- [Requirement] Arrange every line of the items below as a Markdown table with two columns, Row and Line. Number the rows in order and skip blank lines.

- [Materials provided]
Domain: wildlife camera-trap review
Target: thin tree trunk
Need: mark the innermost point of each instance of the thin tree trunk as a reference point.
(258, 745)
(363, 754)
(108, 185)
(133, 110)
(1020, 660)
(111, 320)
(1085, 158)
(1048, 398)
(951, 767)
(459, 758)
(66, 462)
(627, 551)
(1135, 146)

- [Solution for this problem]
| Row | Line |
|---|---|
| 1 | Domain: wildlife camera-trap review |
| 2 | Target: thin tree trunk |
| 3 | Need: mark the innermost point of each instance of the thin tree trunk as a reference point. |
| 4 | (258, 745) |
| 5 | (363, 754) |
| 6 | (108, 185) |
| 7 | (133, 110) |
| 8 | (1020, 660) |
| 9 | (111, 320) |
| 10 | (1085, 158) |
| 11 | (1048, 398) |
| 12 | (951, 767) |
| 13 | (459, 758) |
| 14 | (66, 462) |
| 15 | (627, 551) |
| 16 | (1135, 146) |